- _What to produce_:
Pull out every line of the material below that contains the word "mirror", treating uppercase and lowercase letters as different.

--- Begin ---

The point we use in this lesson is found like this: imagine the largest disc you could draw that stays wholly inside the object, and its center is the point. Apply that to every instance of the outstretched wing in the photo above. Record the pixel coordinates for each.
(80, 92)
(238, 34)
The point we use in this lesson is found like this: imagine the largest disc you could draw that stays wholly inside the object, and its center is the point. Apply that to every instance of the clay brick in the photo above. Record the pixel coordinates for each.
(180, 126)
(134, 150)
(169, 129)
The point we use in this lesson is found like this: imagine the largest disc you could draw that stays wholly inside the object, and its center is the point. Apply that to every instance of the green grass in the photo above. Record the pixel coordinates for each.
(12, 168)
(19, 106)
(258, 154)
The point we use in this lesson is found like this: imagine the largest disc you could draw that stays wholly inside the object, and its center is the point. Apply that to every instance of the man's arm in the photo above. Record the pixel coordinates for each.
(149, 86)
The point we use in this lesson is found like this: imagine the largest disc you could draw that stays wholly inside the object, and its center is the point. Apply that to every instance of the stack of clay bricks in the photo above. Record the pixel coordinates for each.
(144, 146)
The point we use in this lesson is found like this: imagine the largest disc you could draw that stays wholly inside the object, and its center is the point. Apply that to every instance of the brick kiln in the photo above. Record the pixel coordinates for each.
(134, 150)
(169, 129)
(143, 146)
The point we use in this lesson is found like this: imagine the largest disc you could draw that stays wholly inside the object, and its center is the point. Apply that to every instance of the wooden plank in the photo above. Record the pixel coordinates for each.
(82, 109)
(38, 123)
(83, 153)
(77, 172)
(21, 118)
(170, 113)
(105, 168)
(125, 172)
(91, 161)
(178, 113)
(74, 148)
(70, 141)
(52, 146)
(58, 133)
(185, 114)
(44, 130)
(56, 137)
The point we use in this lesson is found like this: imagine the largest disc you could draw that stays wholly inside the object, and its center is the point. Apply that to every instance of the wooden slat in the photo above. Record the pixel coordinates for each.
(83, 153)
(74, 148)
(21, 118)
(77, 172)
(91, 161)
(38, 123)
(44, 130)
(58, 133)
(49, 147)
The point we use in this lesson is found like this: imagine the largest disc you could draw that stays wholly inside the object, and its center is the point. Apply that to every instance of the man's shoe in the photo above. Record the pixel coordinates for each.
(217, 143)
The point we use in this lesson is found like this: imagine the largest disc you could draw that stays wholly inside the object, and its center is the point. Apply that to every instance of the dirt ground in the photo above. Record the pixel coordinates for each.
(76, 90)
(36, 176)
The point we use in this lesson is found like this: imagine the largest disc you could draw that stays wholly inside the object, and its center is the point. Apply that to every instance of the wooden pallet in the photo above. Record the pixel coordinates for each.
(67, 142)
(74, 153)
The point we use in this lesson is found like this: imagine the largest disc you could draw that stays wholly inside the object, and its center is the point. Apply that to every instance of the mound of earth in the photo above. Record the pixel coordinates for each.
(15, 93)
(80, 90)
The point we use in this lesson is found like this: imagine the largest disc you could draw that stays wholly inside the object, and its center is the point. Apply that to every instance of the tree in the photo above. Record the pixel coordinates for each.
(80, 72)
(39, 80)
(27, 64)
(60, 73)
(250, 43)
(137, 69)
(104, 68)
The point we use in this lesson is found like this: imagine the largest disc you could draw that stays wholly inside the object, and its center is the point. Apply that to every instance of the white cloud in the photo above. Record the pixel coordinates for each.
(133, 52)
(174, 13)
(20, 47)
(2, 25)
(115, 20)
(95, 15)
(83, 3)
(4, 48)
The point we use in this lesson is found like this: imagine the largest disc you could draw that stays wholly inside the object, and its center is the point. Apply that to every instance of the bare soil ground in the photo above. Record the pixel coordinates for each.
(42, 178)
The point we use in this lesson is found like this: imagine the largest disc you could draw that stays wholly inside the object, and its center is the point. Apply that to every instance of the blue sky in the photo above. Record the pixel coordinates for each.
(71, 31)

--- End ---
--- Begin ---

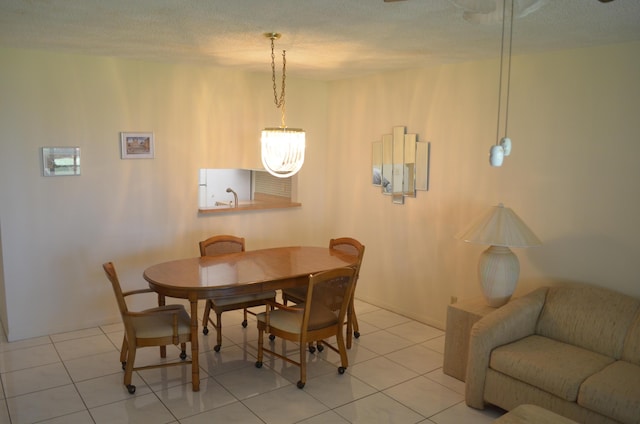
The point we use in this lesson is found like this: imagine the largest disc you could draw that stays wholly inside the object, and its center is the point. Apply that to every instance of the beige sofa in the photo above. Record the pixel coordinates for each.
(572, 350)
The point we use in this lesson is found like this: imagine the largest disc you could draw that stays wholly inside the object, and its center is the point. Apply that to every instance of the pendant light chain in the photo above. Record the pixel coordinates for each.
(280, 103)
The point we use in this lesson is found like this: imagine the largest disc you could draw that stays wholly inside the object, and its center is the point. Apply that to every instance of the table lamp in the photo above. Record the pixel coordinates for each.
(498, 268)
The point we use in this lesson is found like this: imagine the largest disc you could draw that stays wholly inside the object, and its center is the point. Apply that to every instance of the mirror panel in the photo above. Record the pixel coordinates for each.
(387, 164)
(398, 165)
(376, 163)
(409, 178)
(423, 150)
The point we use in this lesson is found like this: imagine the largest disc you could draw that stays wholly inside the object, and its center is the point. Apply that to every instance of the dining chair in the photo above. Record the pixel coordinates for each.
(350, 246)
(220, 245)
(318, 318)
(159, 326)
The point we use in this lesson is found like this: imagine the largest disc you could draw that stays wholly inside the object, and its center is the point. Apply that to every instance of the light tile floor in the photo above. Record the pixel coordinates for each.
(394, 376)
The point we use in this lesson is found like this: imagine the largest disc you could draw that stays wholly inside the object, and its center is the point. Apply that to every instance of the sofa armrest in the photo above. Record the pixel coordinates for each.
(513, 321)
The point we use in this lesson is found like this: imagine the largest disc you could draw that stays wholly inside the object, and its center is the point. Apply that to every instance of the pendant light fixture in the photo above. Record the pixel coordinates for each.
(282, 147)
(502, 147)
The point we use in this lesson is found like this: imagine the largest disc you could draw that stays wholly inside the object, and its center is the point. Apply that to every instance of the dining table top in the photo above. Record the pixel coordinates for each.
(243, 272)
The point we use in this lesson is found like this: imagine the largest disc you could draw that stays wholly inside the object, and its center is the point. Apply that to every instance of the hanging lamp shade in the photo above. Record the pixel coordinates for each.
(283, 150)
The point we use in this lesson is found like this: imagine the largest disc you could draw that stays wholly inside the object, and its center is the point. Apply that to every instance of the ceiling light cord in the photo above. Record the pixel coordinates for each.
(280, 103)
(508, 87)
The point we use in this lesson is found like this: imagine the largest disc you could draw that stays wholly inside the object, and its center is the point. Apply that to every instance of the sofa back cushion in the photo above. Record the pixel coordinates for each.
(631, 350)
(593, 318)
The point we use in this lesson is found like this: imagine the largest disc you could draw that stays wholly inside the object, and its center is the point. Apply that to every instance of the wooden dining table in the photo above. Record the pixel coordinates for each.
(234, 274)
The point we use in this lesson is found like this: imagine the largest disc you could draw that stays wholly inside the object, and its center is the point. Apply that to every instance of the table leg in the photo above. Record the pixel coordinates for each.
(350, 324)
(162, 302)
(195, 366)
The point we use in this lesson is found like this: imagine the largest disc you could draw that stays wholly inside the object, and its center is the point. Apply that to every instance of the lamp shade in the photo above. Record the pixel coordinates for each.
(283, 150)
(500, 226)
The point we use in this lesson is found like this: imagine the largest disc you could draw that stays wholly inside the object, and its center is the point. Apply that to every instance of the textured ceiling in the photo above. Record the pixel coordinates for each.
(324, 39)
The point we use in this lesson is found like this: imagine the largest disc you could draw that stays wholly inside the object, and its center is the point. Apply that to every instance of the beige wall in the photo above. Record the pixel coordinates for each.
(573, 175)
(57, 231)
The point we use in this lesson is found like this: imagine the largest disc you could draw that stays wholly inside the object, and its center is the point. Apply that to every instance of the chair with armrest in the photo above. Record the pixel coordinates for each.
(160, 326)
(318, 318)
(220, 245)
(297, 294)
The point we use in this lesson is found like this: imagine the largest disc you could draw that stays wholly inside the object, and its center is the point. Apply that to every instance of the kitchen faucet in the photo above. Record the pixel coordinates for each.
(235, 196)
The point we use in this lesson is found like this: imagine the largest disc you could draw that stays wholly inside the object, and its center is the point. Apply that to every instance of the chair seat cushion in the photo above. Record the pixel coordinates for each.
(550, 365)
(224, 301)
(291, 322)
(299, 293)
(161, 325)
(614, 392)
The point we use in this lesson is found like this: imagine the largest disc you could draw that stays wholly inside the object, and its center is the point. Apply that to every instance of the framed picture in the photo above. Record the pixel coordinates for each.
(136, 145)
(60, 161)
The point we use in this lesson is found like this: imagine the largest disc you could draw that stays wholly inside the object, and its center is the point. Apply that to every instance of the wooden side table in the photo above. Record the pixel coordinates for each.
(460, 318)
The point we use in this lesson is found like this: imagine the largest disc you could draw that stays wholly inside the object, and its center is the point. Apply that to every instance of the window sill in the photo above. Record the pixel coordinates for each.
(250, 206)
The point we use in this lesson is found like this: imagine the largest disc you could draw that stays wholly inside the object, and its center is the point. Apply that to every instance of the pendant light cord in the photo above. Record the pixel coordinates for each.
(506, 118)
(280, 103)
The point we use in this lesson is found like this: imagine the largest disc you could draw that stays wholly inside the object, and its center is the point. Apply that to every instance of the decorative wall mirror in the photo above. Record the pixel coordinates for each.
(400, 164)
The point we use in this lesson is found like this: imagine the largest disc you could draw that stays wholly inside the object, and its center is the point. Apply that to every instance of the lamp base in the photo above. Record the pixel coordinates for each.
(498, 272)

--- End ---

- _Written reply_:
The point we use in this lesson is found like this: imagine the largest disc you could draw that stays wholly inside the object, and its center is the point. Apply that to every instance of the mirror panel in the photo above. Record the pixel coordinates for each.
The point we use in this lesson is found like this: imagine the largest disc you could draw that stays wholly inside the object, and its center is the point. Apply that to every instance of the decorative wall mirror in the photo above. Record the pixel coordinates for each.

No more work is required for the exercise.